* Task description *
For each entry that follows, write out an identical copy.

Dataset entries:
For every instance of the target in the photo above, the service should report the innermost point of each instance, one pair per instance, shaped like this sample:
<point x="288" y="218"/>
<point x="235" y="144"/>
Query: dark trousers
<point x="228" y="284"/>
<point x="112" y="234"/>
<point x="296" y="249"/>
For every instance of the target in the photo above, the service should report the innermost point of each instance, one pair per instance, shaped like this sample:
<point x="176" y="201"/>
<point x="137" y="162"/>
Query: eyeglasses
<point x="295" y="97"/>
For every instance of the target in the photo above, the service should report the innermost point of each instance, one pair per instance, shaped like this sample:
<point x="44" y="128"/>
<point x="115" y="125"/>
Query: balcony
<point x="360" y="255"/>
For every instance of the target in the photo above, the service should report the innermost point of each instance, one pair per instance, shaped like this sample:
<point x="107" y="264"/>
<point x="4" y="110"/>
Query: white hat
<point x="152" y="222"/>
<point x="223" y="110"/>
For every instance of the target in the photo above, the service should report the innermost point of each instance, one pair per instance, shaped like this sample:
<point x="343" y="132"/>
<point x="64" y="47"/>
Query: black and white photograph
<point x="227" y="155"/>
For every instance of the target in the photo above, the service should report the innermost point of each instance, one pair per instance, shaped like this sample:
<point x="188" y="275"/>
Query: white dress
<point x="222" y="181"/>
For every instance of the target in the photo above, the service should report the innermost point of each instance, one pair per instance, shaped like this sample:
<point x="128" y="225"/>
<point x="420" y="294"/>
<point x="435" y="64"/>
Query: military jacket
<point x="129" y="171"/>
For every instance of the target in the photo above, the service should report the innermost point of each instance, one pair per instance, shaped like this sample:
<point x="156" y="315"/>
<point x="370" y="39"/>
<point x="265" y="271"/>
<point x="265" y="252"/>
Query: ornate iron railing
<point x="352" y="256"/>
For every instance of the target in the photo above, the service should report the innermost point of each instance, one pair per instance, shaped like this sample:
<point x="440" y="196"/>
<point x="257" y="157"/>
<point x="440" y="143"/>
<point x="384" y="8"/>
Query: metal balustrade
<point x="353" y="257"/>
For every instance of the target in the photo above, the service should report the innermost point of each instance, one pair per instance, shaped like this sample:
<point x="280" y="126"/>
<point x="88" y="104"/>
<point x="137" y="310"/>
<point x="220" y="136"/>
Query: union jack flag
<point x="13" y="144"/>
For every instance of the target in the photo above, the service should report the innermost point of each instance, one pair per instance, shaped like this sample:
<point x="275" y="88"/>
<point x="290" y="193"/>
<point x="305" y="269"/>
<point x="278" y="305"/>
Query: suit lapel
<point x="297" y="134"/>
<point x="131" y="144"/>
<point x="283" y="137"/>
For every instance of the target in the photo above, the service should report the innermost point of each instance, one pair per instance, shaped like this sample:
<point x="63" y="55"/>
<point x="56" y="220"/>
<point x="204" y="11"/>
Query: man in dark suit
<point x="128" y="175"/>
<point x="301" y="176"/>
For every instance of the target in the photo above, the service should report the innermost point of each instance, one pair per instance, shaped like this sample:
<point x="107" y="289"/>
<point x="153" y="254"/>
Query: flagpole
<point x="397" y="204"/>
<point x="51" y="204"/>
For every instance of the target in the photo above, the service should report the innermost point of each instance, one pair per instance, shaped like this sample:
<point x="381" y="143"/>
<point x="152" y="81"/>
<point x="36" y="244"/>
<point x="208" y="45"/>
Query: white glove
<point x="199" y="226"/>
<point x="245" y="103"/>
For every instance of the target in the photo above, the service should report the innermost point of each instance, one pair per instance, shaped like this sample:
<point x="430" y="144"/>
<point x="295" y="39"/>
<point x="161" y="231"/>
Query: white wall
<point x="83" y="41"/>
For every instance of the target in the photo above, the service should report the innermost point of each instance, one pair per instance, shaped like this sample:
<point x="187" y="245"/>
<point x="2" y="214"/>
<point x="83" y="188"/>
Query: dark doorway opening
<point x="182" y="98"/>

* Answer space *
For every instance of the target in the photo above, the service should report the innermost point of each instance, one pair per instance, shaped like this sample:
<point x="288" y="218"/>
<point x="235" y="144"/>
Query: dark trousers
<point x="228" y="284"/>
<point x="112" y="234"/>
<point x="296" y="249"/>
For every instance of the target in the photo above, the service should report the innermost point of each instance, one pair per instance, shaped like this sample:
<point x="176" y="201"/>
<point x="137" y="162"/>
Query: eyeglasses
<point x="295" y="97"/>
For every instance of the target in the photo above, the service should report the innermost point of each instance, one pair per instance, shaped like this sample:
<point x="44" y="128"/>
<point x="115" y="125"/>
Query: balcony
<point x="360" y="255"/>
For every instance of the target in the photo above, the service should report the innermost point of each instance, one pair per instance, shaped like this sample:
<point x="107" y="264"/>
<point x="4" y="110"/>
Query: white hat
<point x="152" y="222"/>
<point x="223" y="110"/>
For every instance of the target in the photo above, the service should report the innermost point of each instance, one pair per instance, shaped like this sample:
<point x="343" y="132"/>
<point x="64" y="47"/>
Query: black and white photograph
<point x="227" y="155"/>
For every instance of the target in the photo above, the service should report the innermost point of each instance, one pair per instance, shaped like this sample:
<point x="188" y="275"/>
Query: white dress
<point x="222" y="181"/>
For every instance of the target in the photo above, the service should report the innermost point of each instance, one pair per instance, shaped like this sample:
<point x="128" y="225"/>
<point x="420" y="294"/>
<point x="435" y="64"/>
Query: military jacket
<point x="129" y="171"/>
For every instance of the target in the photo above, the service should report the innermost point of each instance, one pair per instance, shaped like this sample:
<point x="156" y="315"/>
<point x="370" y="39"/>
<point x="265" y="271"/>
<point x="265" y="252"/>
Query: ornate iron railing
<point x="352" y="256"/>
For every instance of the target in the photo above, the service should report the innermost point of each instance, one pair per instance, shaped like this sample:
<point x="440" y="196"/>
<point x="257" y="157"/>
<point x="440" y="143"/>
<point x="384" y="8"/>
Query: metal balustrade
<point x="353" y="257"/>
For every instance of the target in the photo above, the service should report the innermost point of each instance, one pair per instance, shaped like this sample:
<point x="280" y="126"/>
<point x="88" y="104"/>
<point x="137" y="310"/>
<point x="220" y="136"/>
Query: union jack flag
<point x="13" y="144"/>
For every instance of the target in the photo above, the service should report the innermost point of each instance, one pair per instance, shaped like this sample:
<point x="275" y="88"/>
<point x="290" y="193"/>
<point x="305" y="269"/>
<point x="278" y="305"/>
Query: suit lapel
<point x="297" y="134"/>
<point x="131" y="144"/>
<point x="283" y="137"/>
For every instance of the target in the photo above, the service should report the innermost point of each instance, one pair per instance, shaped like this sample:
<point x="63" y="55"/>
<point x="56" y="220"/>
<point x="204" y="11"/>
Query: man in dark suit
<point x="128" y="175"/>
<point x="301" y="176"/>
For every instance of the target in the photo above, the service should report the innermost point of each instance, one pair per instance, shaped like this sample:
<point x="107" y="289"/>
<point x="153" y="254"/>
Query: flagpole
<point x="397" y="204"/>
<point x="51" y="204"/>
For every instance of the target in the photo above, the service should report the innermost point of each instance, one pair per instance, shaped like this sample:
<point x="381" y="143"/>
<point x="152" y="81"/>
<point x="36" y="244"/>
<point x="208" y="45"/>
Query: white glove
<point x="199" y="226"/>
<point x="245" y="103"/>
For every instance of the target in the photo above, the service should report the innermost point of each instance, one pair per instance, shaped like this sample:
<point x="430" y="144"/>
<point x="295" y="39"/>
<point x="161" y="231"/>
Query: white wall
<point x="83" y="41"/>
For every instance of the target in the photo above, the service should report the innermost point of each instance, one pair per instance, shaped like this sample:
<point x="187" y="245"/>
<point x="2" y="214"/>
<point x="83" y="188"/>
Query: dark doorway opening
<point x="182" y="98"/>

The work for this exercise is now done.